-------- Data section

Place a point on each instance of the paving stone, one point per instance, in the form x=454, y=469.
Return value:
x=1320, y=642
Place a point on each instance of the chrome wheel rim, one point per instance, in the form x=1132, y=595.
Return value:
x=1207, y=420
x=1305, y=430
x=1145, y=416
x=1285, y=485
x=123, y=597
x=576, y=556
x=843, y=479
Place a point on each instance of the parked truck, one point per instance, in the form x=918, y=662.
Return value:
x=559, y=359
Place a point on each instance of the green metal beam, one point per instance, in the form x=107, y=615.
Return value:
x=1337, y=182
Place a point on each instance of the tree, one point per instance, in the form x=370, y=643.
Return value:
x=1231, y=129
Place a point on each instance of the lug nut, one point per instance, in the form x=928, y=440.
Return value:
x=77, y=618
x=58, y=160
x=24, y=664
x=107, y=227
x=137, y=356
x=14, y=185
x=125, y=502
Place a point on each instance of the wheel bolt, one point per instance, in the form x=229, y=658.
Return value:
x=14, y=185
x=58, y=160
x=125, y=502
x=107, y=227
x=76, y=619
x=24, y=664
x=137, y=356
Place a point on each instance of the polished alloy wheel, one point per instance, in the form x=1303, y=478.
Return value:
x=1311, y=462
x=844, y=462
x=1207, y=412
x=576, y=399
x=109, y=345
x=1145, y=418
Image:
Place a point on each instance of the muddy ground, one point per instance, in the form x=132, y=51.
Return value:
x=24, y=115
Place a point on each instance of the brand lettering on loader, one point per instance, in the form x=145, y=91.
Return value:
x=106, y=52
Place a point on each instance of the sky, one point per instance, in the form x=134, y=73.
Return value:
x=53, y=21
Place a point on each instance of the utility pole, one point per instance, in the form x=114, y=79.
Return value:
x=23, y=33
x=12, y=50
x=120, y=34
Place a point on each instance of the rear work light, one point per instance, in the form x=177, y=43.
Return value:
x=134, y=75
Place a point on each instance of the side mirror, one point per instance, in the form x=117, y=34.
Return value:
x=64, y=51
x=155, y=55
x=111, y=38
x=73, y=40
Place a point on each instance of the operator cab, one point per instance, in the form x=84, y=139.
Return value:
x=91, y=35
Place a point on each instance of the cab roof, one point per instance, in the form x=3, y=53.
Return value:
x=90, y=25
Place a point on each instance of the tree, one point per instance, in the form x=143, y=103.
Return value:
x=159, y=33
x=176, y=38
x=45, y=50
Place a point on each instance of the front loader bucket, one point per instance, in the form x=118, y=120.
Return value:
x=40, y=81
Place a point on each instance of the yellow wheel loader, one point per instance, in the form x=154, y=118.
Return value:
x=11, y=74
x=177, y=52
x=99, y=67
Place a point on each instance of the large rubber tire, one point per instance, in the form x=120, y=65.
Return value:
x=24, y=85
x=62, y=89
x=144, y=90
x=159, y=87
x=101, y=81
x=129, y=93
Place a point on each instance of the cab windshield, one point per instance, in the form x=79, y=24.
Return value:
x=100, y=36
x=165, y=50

----------------

> _Instructions to follow_
Please rescale the lines from the one that contains "Place a point on each instance of the front" through the final line, writing each of them out again with its request. Multiply every x and y coordinate in the returned points by 2.45 and round to whole numbers, halves up, while keeping the requests and their sample coordinates unchanged.

> _Exercise answer_
Place a point on each instance of the front loader bucket, one point per instance, in the form x=118, y=120.
Return value:
x=98, y=198
Place a point on each instance of the yellow wheel loader, one point per instance, in the form x=154, y=118.
Return value:
x=27, y=181
x=434, y=127
x=243, y=164
Place a point on each instance of the large rubber tire, one point per instance, in the form x=120, y=65.
Return value:
x=59, y=208
x=152, y=218
x=353, y=221
x=390, y=213
x=247, y=198
x=316, y=228
Place a point on each instance of the cab windshield, one point per instance, in the form x=79, y=24.
Return value:
x=245, y=88
x=404, y=123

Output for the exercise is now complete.